Porém, “não existe nenhum ministério onde o orçamento inicial seja utilizado, em despesa, a 100%”, existindo sim “algumas medidas que são utilizadas a 100%, que a execução é 100%, mas no total não acontece porque é preciso ter uma margem para os cabimentos, para lançar procedimentos concursais”, sendo este procedimento “o normal”.

Já o tema das contratações de pessoal para o SNS, que também gerou discórdia, foi “um dos temas de negociação com os partidos à esquerda” na negociação do OE2021 e “será naturalmente um dos aspetos a continuar a negociar” na especialidade, antecipa Cláudia Joaquim.

Manutenção do caráter extraordinário dos apoios sociais

A secretária de Estado do Orçamento vincou que o apoio social extraordinário previsto no Orçamento do Estado para 2021 (OE2021) deve manter esse caráter e não tornar-se permanente, contrariando as intenções do BE.

──────────────────────────────

*REQUISITOS DO EXERCÍCIO*:
1. Segundo o excerto sobre o Orçamento do Estado para 2021, em que é que a secretária de Estado do Orçamento defende que o apoio social extraordinário não se deve tornar?
2. Extraia do excerto sobre o Orçamento do Estado para 2021, sem qualquer alteração, o trecho que começa em "A secretária de" e segue até "intenções do BE.".
3. Escreva a continuação do excerto sobre o Orçamento do Estado para 2021, a partir da última frase apresentada.
A listagem que se segue não tem relação com o excerto sobre o Orçamento do Estado para 2021.

*MATERIAL FORNECIDO*:

──────────────────────────────

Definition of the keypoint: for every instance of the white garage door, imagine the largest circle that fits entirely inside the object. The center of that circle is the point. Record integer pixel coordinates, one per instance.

──────────────────────────────

*RESPOSTAS POR TAREFA*:
1. Permanente.

2.
A secretária de Estado do Orçamento vincou que o apoio social extraordinário previsto no Orçamento do Estado para 2021 (OE2021) deve manter esse caráter e não tornar-se permanente, contrariando as intenções do BE.

3.
“O importante é que ele [o apoio] seja extraordinário porque depois haverá oportunidade de avaliar qual foi o seu impacto, o seu efeito, e repensar as atuais prestações. Isso faz parte da política e da avaliação das medidas de política”, disse, em entrevista à Lusa, a secretária de Estado Cláudia Joaquim.

A governante, que já liderou a secretaria de Estado da Segurança Social no anterior Governo (2015-2019), referia-se ao Apoio Extraordinário ao Rendimento dos Trabalhadores, que foi inicialmente orçado em 450 milhões de euros para 2021 e que o Governo, entretanto, alargou para 633 milhões de euros.

Uma das reivindicações do BE para o Orçamento, além de diferenças nas formas de atribuição do apoio, era que este se tornasse uma nova prestação social a ser avaliada no final do ano, ajustada em 2022 e tornada definitiva em 2023, último ano da legislatura, podendo absorver as outras prestações não contributivas.

“O que me parece prematuro é quando se cria uma prestação desta dimensão estar já a assumir que ela é permanente quando ainda nem sequer se avaliou“, disse Cláudia Joaquim à Lusa, quando questionada acerca desta intenção inicial do BE.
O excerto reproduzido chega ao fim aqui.